▸ **EXERCISE DETAILS**
Reproduce every entry word for word.

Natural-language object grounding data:

= = = =

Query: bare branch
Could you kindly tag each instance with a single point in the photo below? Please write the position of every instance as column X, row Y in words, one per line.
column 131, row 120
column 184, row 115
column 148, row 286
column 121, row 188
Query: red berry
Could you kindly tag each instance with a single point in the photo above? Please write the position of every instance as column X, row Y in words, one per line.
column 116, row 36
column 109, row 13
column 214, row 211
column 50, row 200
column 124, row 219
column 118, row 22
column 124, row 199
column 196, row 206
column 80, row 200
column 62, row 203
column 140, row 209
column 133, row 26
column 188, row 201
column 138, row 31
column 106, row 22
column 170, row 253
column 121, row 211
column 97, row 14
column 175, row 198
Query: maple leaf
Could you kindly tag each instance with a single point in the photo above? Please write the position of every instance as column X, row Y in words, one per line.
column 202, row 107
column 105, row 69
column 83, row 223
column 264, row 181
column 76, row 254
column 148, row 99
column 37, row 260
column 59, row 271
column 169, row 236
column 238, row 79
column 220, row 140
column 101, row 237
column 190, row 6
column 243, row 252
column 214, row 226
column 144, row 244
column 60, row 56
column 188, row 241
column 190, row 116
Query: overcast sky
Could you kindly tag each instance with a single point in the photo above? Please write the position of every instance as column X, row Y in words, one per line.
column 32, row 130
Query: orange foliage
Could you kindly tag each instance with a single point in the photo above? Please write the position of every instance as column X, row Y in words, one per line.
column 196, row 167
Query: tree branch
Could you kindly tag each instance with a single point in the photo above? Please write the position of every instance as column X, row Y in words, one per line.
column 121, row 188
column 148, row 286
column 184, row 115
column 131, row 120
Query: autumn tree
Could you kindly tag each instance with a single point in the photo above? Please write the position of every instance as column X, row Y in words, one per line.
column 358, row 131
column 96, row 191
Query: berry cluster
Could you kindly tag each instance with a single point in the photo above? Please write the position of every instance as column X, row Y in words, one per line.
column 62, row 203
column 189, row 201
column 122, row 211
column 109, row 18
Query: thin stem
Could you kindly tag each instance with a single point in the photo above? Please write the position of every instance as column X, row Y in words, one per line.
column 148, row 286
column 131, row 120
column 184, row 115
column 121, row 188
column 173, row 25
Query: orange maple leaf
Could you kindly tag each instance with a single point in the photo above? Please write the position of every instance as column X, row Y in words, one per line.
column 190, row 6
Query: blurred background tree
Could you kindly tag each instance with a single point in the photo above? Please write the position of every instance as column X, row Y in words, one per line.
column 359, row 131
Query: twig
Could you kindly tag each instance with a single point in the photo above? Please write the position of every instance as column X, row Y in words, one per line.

= = = =

▸ **SOLVED EXERCISE**
Query: bare branch
Could you kindly tag each instance with a single point in the photo below? Please write the position of every instance as column X, row Y in words, one per line.
column 131, row 120
column 184, row 115
column 148, row 286
column 121, row 188
Query: red berry
Could you kindly tag each instance with a single point in the photo above? Please write the position of every instance as column X, row Y in words, one per line.
column 116, row 36
column 109, row 13
column 214, row 211
column 50, row 200
column 124, row 219
column 118, row 22
column 124, row 199
column 196, row 206
column 80, row 200
column 62, row 203
column 140, row 209
column 133, row 26
column 188, row 201
column 138, row 31
column 106, row 22
column 170, row 253
column 121, row 211
column 97, row 14
column 175, row 198
Query: maple leaf
Could you kindly tag each instance with a single point in the photo above? Please write the position of every instance as column X, row Y in words, one per line.
column 202, row 107
column 105, row 69
column 83, row 223
column 264, row 181
column 76, row 254
column 148, row 99
column 37, row 260
column 59, row 271
column 169, row 236
column 238, row 79
column 220, row 140
column 101, row 237
column 190, row 6
column 243, row 252
column 214, row 226
column 144, row 244
column 60, row 56
column 188, row 241
column 190, row 116
Query: overcast sky
Could you kindly tag each instance with a single point in the photo above? Please write the position of every instance as column X, row Y in words, one per line.
column 32, row 130
Query: orange foliage
Could you kindly tag each instance with a single point in the photo above? Please write the position of every instance as column X, row Y in words, one per line.
column 196, row 167
Query: tree branch
Could you kindly tag each instance with a single point in the photo above? Please write the position of every instance as column X, row Y in words, one per line.
column 121, row 188
column 148, row 286
column 184, row 115
column 131, row 120
Query: autumn tree
Could you kindly tag each instance with a single point in the photo above? Please write the position of every instance as column X, row Y in words, one per line.
column 358, row 131
column 96, row 191
Query: berry cluster
Could you kindly tag each instance with a single point in the photo above? Please write the position of every instance as column X, row Y in words, one per line.
column 62, row 203
column 189, row 201
column 122, row 211
column 109, row 18
Query: thin stem
Could you kindly tag each instance with a single point in the photo above? Please write the position of every instance as column X, row Y in words, one per line.
column 148, row 286
column 131, row 120
column 184, row 115
column 121, row 188
column 173, row 25
Query: orange maple leaf
Could you kindly tag each instance with a single point in the photo above? Please write the position of every instance as column X, row Y in words, one per line.
column 190, row 6
Query: blurred background tree
Could you kindly tag each instance with a single point in the photo above? Please write the position of every instance as column X, row Y in words, one per line.
column 359, row 131
Query: twig
Could you kindly tag each instance with a single point in the photo above? Please write the position of every instance as column X, row Y in words, one per line.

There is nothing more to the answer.